Please write out the lines below again, starting at the line that contains "draw the outline of the woman's ear" and stopping after the line that contains "11 L 67 11 L". Keep every line as it is, but shift each path coordinate by adding 55 to it.

--- Begin Provided information ---

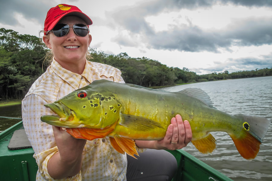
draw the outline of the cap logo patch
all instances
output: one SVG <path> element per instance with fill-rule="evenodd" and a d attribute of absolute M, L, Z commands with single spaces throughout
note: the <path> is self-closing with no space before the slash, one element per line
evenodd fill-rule
<path fill-rule="evenodd" d="M 71 9 L 71 7 L 66 6 L 62 4 L 59 5 L 58 5 L 58 6 L 60 8 L 60 10 L 62 10 L 62 11 L 67 11 Z"/>

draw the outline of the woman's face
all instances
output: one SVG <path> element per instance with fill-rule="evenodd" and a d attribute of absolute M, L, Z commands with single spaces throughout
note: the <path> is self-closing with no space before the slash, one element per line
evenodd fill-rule
<path fill-rule="evenodd" d="M 75 24 L 83 24 L 86 23 L 77 16 L 66 16 L 62 18 L 58 24 L 69 24 L 73 27 Z M 62 37 L 58 37 L 53 32 L 50 32 L 47 36 L 44 36 L 44 41 L 48 48 L 51 49 L 56 61 L 63 67 L 75 63 L 83 63 L 85 65 L 88 47 L 92 41 L 92 36 L 88 34 L 85 37 L 77 36 L 72 27 L 70 28 L 67 34 Z"/>

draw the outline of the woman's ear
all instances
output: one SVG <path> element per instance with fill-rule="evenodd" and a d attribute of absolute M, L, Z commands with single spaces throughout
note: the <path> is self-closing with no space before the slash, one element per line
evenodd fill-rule
<path fill-rule="evenodd" d="M 89 37 L 89 41 L 88 42 L 88 46 L 90 46 L 90 44 L 91 43 L 91 42 L 92 41 L 92 35 L 90 34 L 88 34 L 88 36 Z"/>
<path fill-rule="evenodd" d="M 51 43 L 49 38 L 48 35 L 44 35 L 43 37 L 43 41 L 45 43 L 46 46 L 49 49 L 51 49 L 52 46 L 51 46 Z"/>

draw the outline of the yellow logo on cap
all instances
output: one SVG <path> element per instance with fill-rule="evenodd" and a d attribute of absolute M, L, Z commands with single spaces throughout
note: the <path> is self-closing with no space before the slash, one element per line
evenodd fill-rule
<path fill-rule="evenodd" d="M 62 10 L 62 11 L 67 11 L 67 10 L 69 10 L 71 9 L 71 7 L 65 6 L 61 4 L 59 5 L 58 6 L 60 8 L 60 10 Z"/>

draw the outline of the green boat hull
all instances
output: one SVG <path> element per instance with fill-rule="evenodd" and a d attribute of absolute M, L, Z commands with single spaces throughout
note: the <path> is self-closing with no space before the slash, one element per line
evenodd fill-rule
<path fill-rule="evenodd" d="M 8 148 L 13 133 L 23 129 L 21 121 L 0 133 L 0 177 L 2 180 L 34 181 L 38 170 L 31 148 Z M 182 150 L 168 151 L 179 166 L 173 181 L 232 181 L 232 180 Z"/>

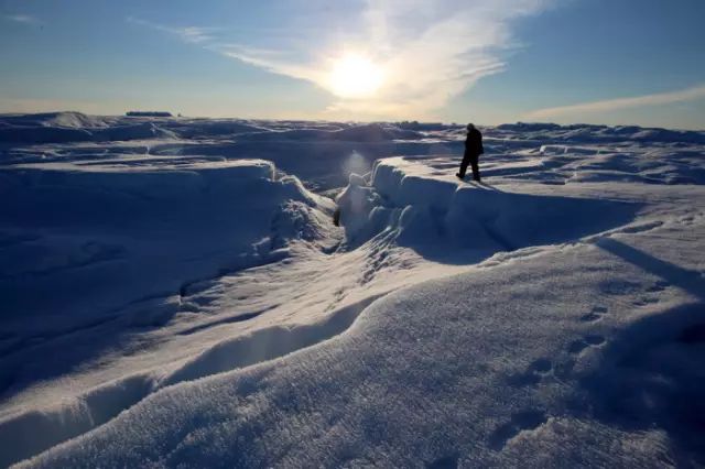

--- End Provided information ---

◆ **Output of the exercise**
draw the outline of the woman's ear
all instances
output: one SVG <path> element per instance with fill-rule="evenodd" and a d attribute of absolute M, L, Z commands with single spaces throughout
note: the <path> is self-closing with no space before the slash, one element per line
evenodd fill-rule
<path fill-rule="evenodd" d="M 144 92 L 144 96 L 143 97 L 143 101 L 145 101 L 145 99 L 146 98 L 146 97 L 147 96 L 147 90 L 145 89 L 143 89 L 143 91 Z"/>
<path fill-rule="evenodd" d="M 106 98 L 104 93 L 103 90 L 99 90 L 98 92 L 98 96 L 100 98 L 101 101 L 104 104 L 106 104 L 107 101 L 106 101 Z"/>

draw the outline of the yellow logo on cap
all instances
output: one SVG <path> element per instance with fill-rule="evenodd" and a d attribute of absolute M, L, Z commands with single spaces throughout
note: the <path> is self-closing with no space before the slash, one element per line
evenodd fill-rule
<path fill-rule="evenodd" d="M 117 65 L 117 66 L 122 66 L 122 65 L 124 65 L 126 64 L 126 62 L 120 61 L 116 59 L 114 60 L 113 61 L 115 63 L 115 65 Z"/>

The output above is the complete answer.